Direction:
Copy the rows below from the line with "Circle any overcast sky in the image." through the line with "[[0, 293, 11, 304], [240, 274, 255, 285]]", multiplying each bounding-box coordinate in the bracketed lists by 1.55 and rounding to whole numbers, halves up. Leave the pictures out.

(Items from a data source)
+ + + +

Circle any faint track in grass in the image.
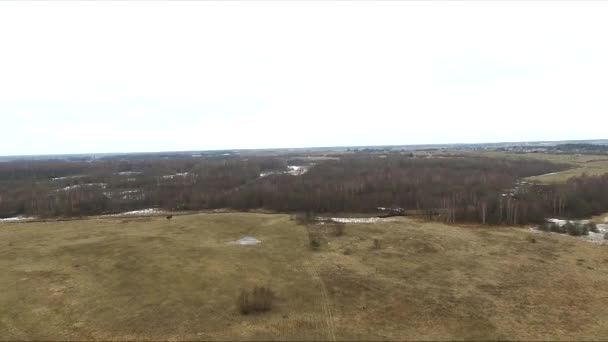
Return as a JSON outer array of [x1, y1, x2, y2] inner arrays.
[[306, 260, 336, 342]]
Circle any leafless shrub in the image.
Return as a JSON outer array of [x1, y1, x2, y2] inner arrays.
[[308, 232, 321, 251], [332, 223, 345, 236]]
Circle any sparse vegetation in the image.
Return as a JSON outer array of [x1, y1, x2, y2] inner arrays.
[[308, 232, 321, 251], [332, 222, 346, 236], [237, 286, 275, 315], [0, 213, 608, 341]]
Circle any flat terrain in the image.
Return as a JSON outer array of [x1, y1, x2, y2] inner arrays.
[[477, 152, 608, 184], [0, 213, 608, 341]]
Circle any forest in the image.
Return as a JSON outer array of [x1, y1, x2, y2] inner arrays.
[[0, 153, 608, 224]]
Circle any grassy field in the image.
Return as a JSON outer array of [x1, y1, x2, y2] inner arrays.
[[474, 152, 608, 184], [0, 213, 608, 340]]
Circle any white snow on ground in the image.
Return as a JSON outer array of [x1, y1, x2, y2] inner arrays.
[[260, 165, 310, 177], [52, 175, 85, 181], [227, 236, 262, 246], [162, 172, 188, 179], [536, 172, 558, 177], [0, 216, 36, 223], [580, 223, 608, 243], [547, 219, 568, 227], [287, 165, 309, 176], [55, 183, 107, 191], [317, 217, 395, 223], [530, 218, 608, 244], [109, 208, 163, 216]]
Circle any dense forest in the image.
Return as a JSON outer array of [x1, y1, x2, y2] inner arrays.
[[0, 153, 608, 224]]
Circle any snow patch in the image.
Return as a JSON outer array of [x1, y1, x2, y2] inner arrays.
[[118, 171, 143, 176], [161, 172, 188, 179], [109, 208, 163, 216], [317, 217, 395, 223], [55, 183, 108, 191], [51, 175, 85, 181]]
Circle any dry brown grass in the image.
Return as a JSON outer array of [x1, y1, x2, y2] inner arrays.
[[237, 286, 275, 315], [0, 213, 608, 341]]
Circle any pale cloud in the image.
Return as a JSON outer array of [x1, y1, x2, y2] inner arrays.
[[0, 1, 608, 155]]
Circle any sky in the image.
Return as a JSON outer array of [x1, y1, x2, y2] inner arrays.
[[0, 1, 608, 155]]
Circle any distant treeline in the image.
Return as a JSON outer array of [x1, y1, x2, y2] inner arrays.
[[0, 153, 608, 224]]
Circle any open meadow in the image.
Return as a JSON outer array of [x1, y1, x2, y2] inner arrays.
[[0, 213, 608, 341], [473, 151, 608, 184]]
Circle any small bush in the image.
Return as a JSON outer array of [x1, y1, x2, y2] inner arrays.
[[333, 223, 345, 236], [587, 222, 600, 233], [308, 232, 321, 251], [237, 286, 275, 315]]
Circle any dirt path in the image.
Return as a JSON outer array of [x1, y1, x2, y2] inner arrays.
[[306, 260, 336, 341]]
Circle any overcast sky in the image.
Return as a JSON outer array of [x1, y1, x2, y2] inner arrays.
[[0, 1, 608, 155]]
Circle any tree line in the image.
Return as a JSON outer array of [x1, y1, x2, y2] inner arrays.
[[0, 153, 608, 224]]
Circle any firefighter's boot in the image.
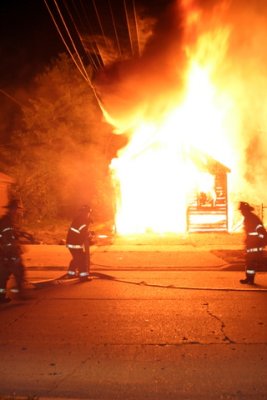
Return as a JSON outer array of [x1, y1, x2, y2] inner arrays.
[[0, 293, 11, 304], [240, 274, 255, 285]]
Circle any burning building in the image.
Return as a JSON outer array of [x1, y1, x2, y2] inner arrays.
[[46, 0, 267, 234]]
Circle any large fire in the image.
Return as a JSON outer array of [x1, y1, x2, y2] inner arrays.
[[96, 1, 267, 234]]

+ + + +

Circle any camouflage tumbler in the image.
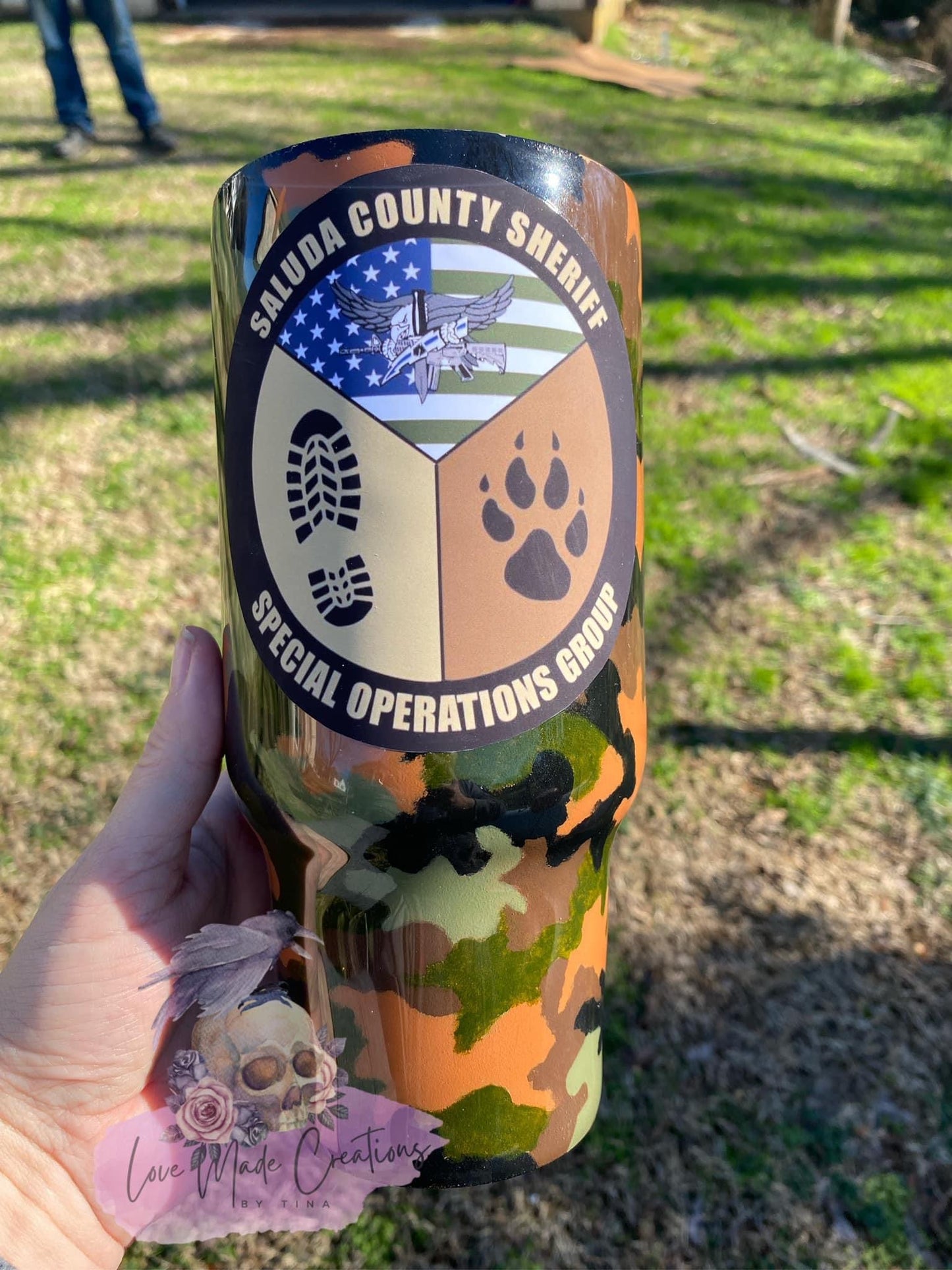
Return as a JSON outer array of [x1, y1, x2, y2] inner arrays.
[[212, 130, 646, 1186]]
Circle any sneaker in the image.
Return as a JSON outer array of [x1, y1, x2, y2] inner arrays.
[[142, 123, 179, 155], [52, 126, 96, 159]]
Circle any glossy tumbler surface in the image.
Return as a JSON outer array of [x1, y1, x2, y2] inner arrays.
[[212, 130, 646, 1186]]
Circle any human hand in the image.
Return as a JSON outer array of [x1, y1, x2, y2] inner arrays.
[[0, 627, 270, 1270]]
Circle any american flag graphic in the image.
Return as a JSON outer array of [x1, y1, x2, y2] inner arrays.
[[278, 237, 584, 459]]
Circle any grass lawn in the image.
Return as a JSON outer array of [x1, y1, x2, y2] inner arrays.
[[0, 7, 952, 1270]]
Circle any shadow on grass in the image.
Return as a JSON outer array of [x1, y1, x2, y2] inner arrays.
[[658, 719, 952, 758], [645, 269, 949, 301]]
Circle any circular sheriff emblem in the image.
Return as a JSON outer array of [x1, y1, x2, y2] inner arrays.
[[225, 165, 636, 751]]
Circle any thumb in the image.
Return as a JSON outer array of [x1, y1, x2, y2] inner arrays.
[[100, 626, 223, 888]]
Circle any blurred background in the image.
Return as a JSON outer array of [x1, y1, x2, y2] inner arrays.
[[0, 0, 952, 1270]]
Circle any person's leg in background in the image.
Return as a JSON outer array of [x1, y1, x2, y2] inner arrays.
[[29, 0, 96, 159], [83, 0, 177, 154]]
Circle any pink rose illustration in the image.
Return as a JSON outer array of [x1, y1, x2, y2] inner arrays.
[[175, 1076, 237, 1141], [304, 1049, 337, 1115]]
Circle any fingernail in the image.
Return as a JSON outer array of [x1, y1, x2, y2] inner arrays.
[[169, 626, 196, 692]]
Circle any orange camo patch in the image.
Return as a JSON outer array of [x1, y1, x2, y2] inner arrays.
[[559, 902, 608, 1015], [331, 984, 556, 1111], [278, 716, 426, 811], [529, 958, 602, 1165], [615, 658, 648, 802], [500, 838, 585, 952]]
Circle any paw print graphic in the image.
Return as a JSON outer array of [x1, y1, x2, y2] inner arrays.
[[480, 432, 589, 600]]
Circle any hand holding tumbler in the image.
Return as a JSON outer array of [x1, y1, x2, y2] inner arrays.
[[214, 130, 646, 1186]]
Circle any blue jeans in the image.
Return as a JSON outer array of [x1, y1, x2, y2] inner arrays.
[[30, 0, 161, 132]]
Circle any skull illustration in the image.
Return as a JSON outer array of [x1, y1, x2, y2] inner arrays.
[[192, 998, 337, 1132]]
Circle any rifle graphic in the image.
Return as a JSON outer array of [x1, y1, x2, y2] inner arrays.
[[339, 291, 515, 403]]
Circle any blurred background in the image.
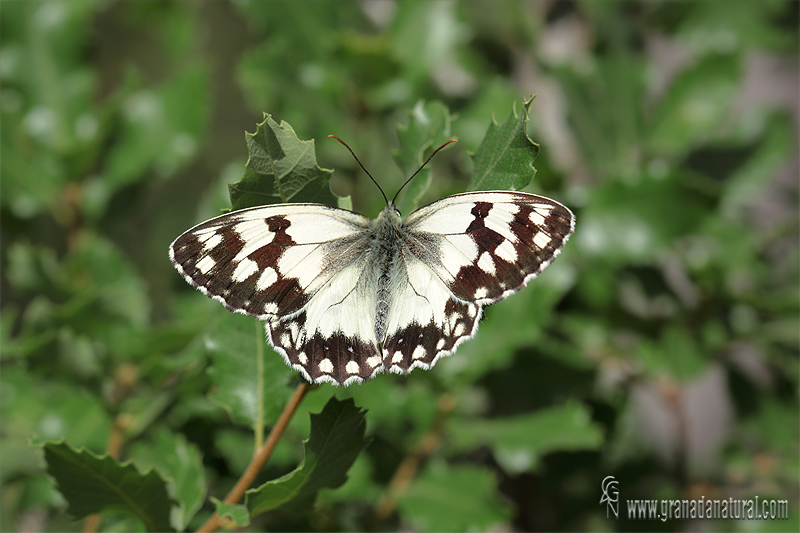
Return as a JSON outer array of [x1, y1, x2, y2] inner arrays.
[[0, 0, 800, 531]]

+ + + +

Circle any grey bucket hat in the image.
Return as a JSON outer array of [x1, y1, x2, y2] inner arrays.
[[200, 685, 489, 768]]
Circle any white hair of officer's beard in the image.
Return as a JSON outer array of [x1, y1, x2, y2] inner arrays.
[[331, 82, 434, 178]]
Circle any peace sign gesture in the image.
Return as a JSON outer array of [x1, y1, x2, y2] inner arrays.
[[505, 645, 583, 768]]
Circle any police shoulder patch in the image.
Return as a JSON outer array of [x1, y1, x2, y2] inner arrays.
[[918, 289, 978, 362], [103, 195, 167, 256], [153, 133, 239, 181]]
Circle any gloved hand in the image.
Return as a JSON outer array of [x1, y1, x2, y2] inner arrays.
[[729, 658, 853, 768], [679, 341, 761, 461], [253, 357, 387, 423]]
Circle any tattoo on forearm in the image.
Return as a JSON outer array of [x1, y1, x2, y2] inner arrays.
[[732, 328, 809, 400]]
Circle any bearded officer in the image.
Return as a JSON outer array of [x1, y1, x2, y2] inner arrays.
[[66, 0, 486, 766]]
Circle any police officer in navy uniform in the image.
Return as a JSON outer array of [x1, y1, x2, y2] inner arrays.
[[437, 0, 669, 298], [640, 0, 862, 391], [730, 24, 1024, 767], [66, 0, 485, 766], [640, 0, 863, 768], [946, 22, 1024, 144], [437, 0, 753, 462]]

+ + + +

Full output:
Circle any overcast sky in the image.
Return as a JSON outer array of [x1, y1, x2, y2] inner arrays.
[[0, 2, 942, 240]]
Circle any tree line in the image.
Return as a JSON outer array of [x1, y1, x2, y2] inner arrays.
[[0, 237, 942, 347]]
Circle any firefighter's boot in the image.
Return as a JSON outer array of [x1, y1, x2, y2] inner arrays.
[[0, 454, 17, 471], [372, 425, 395, 442]]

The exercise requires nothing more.